From J. D. Hooker   [20 November 1858]1

Kew

Sunday.

My dear Darwin

I am groaning over the parturition of my Introd. Essay, which advances much slower than yours.2 Will you kindly cast your eye over the enclosed & give me your opinion of it candidly as a programme.

I had no idea my Australian work would have interested you so much—I have added about 26 more genera to the list & a few to the species list, of plants; both cases that are very sparingly developed in Europe & only in the hot Southern regions.3

I have no copies of the lists but do not hurry about copying or returning them

I send a list of Europæan plants in S. Chili &c.—

Also a no answer at all of de Vrieses to your question about Europæan plants seeding in Java.4

I will see to Acacias—there is a curious Physolog. fact about them that each anther contains only 3–4 grains of pollen

I should think that the percentage of N. temperate American plants in Fuegia &c is greater than the percentage of Europæan plants in Australia— I think you must connect the comparative paucity of Northern Plants in Fuegia &c with the impoverishment of the whole Fuegian &c Flora. An Equable cool humid climate according to my view favors the exuberance of a few variable individuals & thus tends to paucity of species, except you call all the varieties species.

Excerpted data -

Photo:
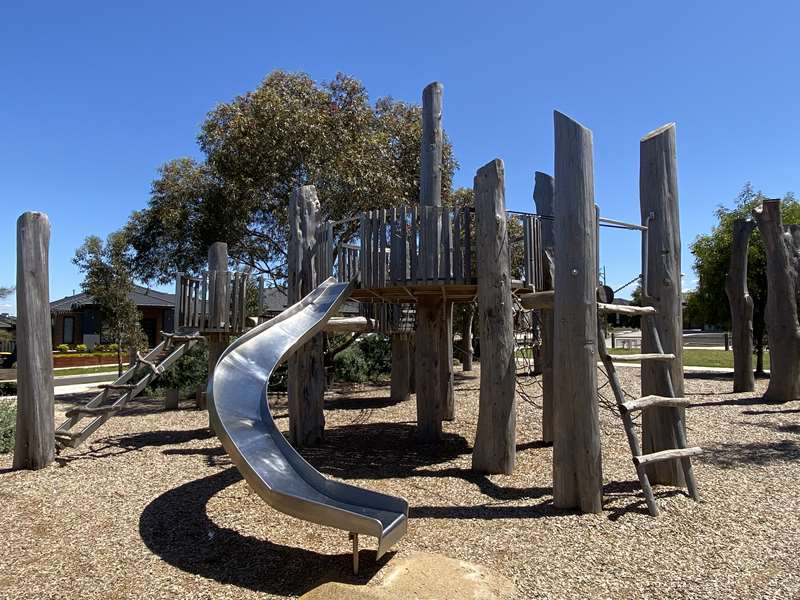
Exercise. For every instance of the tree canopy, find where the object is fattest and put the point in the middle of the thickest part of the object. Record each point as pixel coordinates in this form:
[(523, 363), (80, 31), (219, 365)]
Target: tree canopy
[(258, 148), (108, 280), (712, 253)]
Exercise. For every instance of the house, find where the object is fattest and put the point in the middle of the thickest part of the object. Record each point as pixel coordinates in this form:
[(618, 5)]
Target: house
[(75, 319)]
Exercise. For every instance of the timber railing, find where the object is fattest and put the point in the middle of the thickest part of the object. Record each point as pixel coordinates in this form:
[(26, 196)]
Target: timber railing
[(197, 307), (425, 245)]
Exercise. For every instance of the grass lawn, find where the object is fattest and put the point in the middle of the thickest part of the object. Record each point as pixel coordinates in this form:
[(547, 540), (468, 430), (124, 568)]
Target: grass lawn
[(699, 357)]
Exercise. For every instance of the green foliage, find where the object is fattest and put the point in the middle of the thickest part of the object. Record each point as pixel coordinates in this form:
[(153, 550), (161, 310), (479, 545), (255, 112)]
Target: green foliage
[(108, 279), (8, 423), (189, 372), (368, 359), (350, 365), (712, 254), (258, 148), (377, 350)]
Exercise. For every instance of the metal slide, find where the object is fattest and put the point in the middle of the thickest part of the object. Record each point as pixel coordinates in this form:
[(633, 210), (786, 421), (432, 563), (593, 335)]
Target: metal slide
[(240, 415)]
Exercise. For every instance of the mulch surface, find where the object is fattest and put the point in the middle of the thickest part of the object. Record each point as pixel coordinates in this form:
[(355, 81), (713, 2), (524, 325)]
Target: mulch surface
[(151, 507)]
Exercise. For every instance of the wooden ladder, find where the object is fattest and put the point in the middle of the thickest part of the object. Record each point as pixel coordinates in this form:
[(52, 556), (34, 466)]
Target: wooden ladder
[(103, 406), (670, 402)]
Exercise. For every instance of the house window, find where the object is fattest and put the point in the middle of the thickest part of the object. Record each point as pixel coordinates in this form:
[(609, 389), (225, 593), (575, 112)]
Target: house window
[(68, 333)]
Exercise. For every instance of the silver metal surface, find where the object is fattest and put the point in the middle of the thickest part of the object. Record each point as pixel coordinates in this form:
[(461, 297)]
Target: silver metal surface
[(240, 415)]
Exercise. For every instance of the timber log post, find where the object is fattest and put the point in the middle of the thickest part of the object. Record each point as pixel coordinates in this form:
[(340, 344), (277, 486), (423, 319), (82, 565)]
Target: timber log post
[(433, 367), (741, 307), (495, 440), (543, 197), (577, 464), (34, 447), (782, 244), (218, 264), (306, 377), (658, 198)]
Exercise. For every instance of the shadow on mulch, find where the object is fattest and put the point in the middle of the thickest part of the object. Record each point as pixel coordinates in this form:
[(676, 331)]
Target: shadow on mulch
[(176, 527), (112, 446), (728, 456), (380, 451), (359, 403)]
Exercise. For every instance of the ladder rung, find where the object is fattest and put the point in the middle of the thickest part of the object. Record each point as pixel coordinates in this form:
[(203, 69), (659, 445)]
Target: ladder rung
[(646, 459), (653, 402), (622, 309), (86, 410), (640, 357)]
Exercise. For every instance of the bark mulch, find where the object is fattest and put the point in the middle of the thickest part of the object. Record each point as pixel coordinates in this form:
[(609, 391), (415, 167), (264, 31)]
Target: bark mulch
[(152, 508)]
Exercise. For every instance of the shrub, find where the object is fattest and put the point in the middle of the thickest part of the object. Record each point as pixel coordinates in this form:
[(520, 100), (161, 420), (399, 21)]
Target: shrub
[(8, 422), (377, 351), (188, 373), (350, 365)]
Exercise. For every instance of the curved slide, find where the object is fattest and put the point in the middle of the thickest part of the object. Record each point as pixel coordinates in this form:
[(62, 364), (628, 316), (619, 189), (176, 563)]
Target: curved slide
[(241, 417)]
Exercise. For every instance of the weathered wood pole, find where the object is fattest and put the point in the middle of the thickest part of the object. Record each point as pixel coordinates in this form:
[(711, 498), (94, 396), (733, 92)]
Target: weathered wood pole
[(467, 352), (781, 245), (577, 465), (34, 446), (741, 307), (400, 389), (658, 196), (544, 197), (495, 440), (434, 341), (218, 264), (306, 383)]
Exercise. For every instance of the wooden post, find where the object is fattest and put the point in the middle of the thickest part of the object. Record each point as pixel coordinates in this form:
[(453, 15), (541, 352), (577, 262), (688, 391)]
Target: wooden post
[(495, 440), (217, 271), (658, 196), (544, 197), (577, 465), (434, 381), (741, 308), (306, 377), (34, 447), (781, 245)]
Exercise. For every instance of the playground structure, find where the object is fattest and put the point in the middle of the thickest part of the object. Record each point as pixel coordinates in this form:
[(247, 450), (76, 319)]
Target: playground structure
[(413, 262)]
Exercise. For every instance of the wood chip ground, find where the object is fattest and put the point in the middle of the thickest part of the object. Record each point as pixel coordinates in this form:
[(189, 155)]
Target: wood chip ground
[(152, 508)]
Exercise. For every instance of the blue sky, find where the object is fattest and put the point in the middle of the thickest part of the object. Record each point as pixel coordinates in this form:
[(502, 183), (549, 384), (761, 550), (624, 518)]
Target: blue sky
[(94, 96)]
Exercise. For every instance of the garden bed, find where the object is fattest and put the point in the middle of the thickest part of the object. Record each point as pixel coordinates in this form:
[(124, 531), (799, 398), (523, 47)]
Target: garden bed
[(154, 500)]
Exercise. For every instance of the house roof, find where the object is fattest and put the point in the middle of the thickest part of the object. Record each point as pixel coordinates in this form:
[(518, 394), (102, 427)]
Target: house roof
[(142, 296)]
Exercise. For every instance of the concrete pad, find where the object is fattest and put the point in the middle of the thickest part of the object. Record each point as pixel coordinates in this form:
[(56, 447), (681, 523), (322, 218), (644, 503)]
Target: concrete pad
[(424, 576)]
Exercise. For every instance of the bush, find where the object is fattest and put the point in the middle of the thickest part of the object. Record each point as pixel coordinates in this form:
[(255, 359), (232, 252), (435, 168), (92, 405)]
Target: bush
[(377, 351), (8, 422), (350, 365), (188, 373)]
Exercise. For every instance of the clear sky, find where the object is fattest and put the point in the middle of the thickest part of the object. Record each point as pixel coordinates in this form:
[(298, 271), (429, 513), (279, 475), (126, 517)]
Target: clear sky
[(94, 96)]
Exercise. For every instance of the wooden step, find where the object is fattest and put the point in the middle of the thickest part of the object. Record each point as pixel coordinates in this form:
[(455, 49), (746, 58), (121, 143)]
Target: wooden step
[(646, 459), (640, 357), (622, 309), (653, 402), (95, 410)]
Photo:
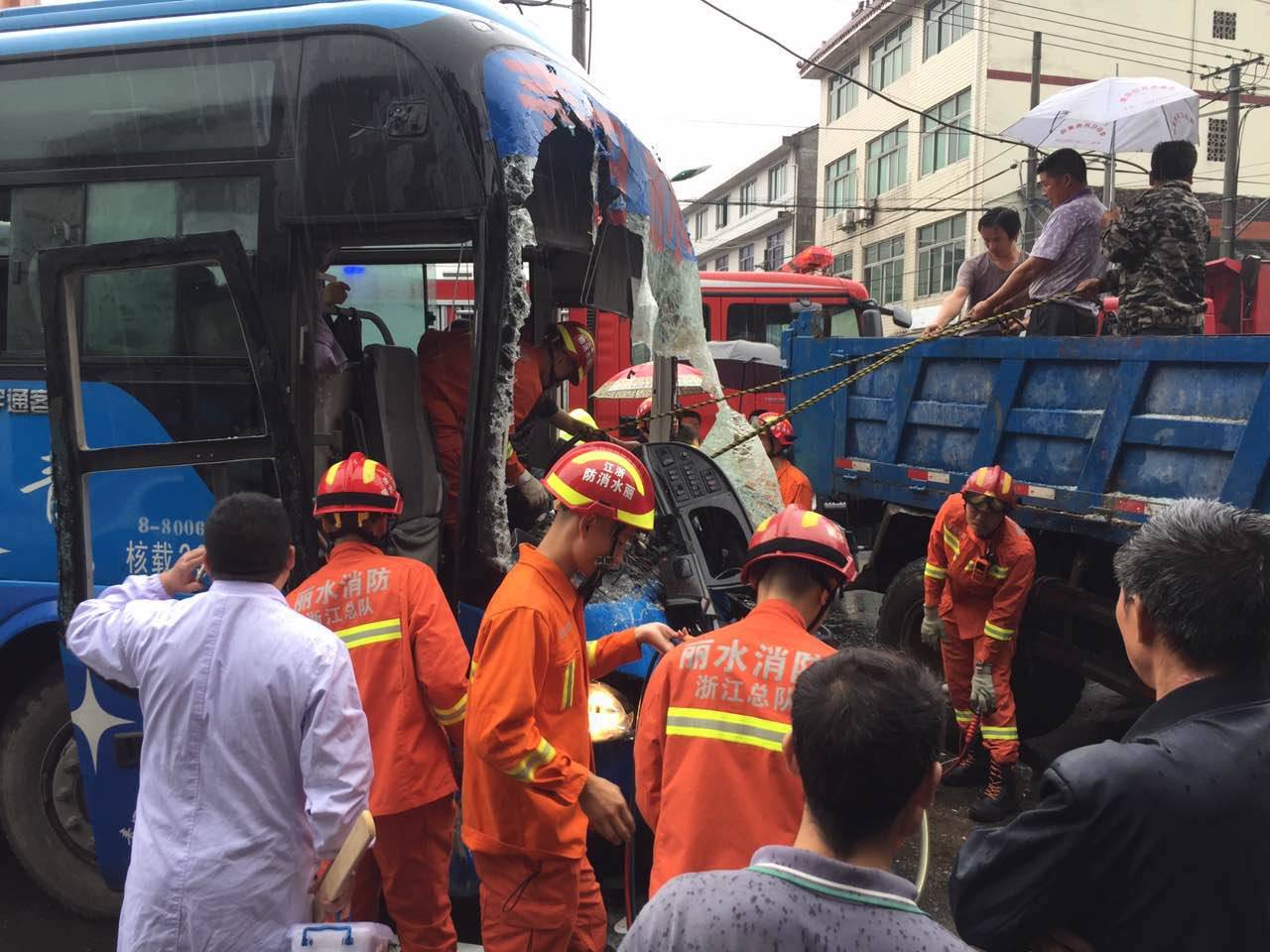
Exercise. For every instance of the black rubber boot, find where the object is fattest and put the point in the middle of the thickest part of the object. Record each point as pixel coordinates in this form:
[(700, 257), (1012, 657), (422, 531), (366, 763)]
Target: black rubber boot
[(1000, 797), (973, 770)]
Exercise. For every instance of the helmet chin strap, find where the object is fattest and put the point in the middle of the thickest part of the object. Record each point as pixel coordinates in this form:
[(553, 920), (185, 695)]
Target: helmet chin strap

Task to complete -
Reproduce word for word the passage of the Hooker letter above that starts with "Also a no answer" and ends with "the varieties species.".

Solution -
Also a no answer at all of de Vrieses to your question about Europæan plants seeding in Java.4

I will see to Acacias—there is a curious Physolog. fact about them that each anther contains only 3–4 grains of pollen

I should think that the percentage of N. temperate American plants in Fuegia &c is greater than the percentage of Europæan plants in Australia— I think you must connect the comparative paucity of Northern Plants in Fuegia &c with the impoverishment of the whole Fuegian &c Flora. An Equable cool humid climate according to my view favors the exuberance of a few variable individuals & thus tends to paucity of species, except you call all the varieties species.